**Pedido escrito**
Reproduza todo o material abaixo, linha por linha, sem alterar nenhum caractere.

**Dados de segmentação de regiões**
----
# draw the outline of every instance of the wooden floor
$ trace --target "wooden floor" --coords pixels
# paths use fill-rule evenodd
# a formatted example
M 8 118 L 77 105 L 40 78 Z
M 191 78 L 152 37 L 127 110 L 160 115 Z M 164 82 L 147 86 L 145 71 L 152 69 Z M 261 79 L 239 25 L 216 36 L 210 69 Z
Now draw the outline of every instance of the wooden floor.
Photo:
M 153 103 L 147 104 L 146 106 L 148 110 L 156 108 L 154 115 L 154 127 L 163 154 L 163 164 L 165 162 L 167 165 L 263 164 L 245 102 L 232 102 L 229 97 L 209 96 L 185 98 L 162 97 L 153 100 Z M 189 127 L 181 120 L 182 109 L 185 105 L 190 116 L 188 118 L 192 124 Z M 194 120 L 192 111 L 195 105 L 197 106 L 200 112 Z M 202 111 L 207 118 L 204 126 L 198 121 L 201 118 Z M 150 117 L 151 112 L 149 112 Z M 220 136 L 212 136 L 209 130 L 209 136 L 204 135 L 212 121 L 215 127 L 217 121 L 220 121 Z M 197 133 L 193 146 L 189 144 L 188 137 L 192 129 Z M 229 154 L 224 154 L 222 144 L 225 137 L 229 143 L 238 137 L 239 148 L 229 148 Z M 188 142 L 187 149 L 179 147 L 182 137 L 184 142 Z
----
**Saída completa**
# draw the outline of every instance of the wooden floor
$ trace --target "wooden floor" --coords pixels
# paths use fill-rule evenodd
# a formatted example
M 8 118 L 77 105 L 40 78 Z
M 191 78 L 152 37 L 127 110 L 160 115 Z M 164 82 L 147 86 L 145 71 L 152 69 Z M 261 79 L 239 25 L 216 36 L 210 69 Z
Now draw the outline of every instance of the wooden floor.
Photo:
M 153 103 L 147 104 L 146 106 L 148 110 L 156 108 L 154 115 L 154 127 L 163 154 L 163 164 L 165 162 L 167 165 L 263 164 L 245 102 L 232 102 L 229 97 L 209 96 L 185 98 L 162 97 L 153 100 Z M 189 127 L 181 120 L 182 109 L 185 105 L 190 116 L 188 118 L 192 124 Z M 194 120 L 192 111 L 195 105 L 197 106 L 200 112 Z M 202 111 L 207 118 L 204 126 L 198 121 L 201 118 Z M 150 117 L 151 112 L 149 112 Z M 220 136 L 212 136 L 209 130 L 209 136 L 204 135 L 212 121 L 215 127 L 217 121 L 220 121 Z M 197 133 L 193 146 L 189 144 L 188 137 L 192 129 Z M 229 154 L 224 154 L 222 144 L 225 137 L 229 143 L 238 137 L 239 148 L 229 148 Z M 188 142 L 187 149 L 179 147 L 182 137 L 184 142 Z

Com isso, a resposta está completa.